*DATASET EXCERPTS*.
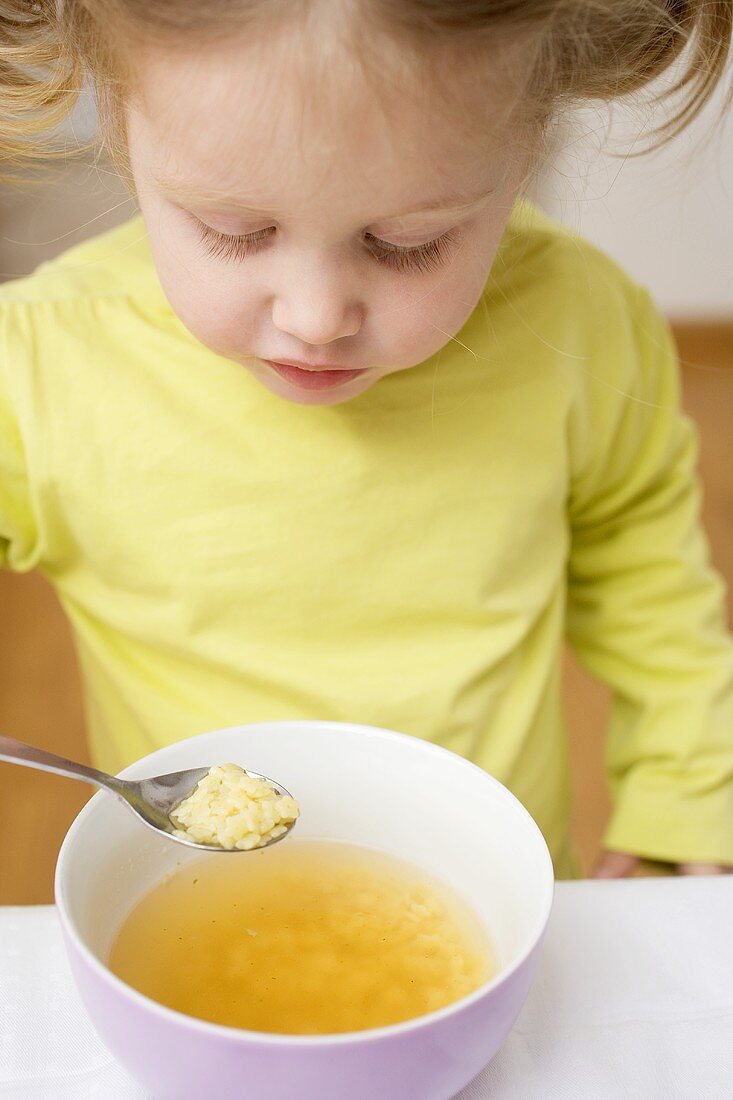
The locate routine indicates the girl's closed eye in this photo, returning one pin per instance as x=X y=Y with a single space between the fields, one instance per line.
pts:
x=422 y=257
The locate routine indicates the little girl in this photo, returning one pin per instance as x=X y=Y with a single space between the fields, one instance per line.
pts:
x=340 y=427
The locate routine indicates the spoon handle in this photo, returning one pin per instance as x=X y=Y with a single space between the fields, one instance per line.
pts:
x=30 y=756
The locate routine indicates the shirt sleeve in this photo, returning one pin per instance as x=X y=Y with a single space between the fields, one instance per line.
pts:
x=18 y=526
x=646 y=613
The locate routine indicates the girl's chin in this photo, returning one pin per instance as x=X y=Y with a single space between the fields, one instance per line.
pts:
x=298 y=395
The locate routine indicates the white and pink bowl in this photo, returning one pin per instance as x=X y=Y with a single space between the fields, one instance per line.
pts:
x=357 y=783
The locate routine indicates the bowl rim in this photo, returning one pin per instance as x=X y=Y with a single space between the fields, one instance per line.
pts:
x=327 y=1038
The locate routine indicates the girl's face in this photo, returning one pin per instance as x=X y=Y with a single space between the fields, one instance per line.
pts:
x=304 y=226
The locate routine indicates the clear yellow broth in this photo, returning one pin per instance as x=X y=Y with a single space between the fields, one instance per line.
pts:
x=305 y=937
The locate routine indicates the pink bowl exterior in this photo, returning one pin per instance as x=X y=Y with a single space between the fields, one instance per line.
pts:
x=176 y=1059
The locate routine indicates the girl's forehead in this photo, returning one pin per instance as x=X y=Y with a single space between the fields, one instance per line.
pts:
x=249 y=121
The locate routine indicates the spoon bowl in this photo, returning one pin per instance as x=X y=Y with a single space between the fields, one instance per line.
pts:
x=152 y=800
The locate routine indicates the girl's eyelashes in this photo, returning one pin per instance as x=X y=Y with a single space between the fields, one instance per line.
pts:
x=422 y=257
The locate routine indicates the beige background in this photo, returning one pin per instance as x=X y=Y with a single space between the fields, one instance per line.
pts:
x=40 y=697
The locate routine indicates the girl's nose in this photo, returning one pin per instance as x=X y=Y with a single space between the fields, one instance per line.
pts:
x=316 y=312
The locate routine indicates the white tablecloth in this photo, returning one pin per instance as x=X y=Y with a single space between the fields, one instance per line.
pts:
x=633 y=999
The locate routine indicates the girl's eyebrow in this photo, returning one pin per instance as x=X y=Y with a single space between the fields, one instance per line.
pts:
x=455 y=204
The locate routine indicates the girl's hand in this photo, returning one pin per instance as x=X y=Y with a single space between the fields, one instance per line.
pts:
x=620 y=865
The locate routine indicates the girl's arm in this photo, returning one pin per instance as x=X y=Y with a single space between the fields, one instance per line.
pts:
x=646 y=613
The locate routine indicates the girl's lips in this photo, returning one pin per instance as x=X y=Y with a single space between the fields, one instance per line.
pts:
x=312 y=380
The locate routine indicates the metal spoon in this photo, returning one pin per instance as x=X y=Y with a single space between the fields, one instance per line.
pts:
x=152 y=800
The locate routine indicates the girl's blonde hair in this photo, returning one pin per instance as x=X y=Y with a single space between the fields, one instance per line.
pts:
x=584 y=50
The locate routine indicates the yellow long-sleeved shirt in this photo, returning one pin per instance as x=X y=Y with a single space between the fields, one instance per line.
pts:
x=411 y=559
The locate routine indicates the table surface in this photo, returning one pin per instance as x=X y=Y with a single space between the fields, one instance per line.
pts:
x=633 y=998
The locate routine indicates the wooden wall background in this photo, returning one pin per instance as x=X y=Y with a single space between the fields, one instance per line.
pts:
x=40 y=694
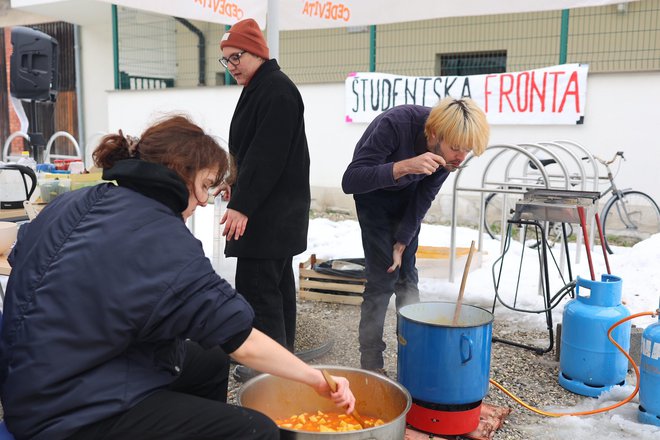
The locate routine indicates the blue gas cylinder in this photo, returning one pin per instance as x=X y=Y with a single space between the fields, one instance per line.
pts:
x=589 y=363
x=649 y=380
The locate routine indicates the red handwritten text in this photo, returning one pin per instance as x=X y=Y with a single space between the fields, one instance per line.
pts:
x=520 y=92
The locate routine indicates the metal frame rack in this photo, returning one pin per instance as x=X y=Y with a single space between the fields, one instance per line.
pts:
x=517 y=170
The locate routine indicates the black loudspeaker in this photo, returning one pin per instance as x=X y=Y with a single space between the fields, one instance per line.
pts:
x=33 y=65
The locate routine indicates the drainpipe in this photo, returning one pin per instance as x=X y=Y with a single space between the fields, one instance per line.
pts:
x=115 y=46
x=563 y=39
x=201 y=48
x=372 y=48
x=79 y=94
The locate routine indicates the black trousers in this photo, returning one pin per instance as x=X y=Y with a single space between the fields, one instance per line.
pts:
x=379 y=214
x=193 y=408
x=270 y=288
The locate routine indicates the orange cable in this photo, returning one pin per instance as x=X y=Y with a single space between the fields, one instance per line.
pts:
x=599 y=410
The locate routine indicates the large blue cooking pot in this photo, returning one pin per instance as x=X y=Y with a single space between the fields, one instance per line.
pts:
x=442 y=363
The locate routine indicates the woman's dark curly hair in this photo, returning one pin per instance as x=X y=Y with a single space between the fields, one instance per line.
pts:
x=174 y=142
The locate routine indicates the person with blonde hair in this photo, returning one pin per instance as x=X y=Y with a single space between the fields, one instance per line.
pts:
x=398 y=167
x=115 y=323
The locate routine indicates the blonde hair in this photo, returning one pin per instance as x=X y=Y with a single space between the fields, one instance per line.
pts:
x=460 y=123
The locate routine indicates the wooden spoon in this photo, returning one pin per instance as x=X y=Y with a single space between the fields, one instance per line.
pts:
x=333 y=386
x=459 y=301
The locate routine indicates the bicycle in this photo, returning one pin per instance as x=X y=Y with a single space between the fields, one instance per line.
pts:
x=628 y=217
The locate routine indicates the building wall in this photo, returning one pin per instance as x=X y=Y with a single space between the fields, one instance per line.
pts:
x=612 y=122
x=96 y=66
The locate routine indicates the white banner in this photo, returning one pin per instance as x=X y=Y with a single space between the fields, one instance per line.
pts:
x=552 y=95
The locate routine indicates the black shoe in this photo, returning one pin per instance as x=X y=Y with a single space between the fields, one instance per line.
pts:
x=242 y=373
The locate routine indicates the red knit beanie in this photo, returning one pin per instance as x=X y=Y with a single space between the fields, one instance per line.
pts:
x=246 y=35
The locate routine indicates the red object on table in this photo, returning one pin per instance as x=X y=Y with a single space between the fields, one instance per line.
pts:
x=583 y=225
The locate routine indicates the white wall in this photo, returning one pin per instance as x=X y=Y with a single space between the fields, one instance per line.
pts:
x=620 y=115
x=96 y=64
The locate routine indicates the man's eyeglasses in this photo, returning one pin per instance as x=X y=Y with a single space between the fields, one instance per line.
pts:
x=234 y=59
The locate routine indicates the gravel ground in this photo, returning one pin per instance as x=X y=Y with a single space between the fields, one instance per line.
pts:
x=531 y=377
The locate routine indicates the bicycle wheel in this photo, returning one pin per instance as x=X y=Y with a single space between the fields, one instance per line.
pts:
x=628 y=218
x=493 y=212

*EXERCISE DESCRIPTION*.
For each line of the listing that holds the word "bicycle", show that line.

*ANSWER*.
The locate routine indicates the bicycle in this photo, returning one pin per instance as x=X y=Y with a single space between the fields, one instance per line.
The locate routine indicates the bicycle wheel in this photo, returning one pin per instance as x=X y=Y with a single space between the fields, one instance per line.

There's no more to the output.